DIRECTIONS FOR THIS TASK: Copy the listing from its first line through the line containing "x=176, y=360", swapping in "marker" wherever "pin" appears and leaving everything else as it is.

★ ★ ★

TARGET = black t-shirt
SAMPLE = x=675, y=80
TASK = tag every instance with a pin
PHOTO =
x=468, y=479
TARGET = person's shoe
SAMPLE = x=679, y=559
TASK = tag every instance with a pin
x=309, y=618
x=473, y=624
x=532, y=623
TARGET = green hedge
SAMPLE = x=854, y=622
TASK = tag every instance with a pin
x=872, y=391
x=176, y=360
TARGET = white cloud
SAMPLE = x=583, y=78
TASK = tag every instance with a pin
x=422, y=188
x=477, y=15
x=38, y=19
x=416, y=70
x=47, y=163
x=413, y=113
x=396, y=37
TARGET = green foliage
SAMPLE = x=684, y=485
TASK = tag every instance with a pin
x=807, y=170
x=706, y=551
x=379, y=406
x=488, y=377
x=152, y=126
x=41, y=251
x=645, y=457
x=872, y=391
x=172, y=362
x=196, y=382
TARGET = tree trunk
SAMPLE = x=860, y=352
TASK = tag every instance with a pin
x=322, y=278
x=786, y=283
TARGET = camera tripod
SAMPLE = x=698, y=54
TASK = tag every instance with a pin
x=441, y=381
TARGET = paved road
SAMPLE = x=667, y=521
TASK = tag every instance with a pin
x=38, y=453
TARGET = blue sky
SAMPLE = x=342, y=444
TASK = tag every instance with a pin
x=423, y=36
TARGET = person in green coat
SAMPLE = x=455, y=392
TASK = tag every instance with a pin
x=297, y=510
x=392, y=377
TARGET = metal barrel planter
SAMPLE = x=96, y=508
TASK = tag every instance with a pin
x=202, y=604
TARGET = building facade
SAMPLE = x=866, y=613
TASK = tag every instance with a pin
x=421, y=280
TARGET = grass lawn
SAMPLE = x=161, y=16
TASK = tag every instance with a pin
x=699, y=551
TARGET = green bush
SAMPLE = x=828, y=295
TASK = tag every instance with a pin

★ ★ ★

ANSWER TO THE PROBLEM:
TARGET = black t-shirt
SAMPLE = x=675, y=80
TASK = tag every instance with a marker
PHOTO =
x=468, y=479
TARGET = person's shoe
SAMPLE = x=679, y=559
TASK = tag every instance with a marker
x=309, y=618
x=473, y=624
x=532, y=623
TARGET = green hedge
SAMPLE = x=854, y=622
TASK = tag every instance with a marker
x=872, y=391
x=176, y=360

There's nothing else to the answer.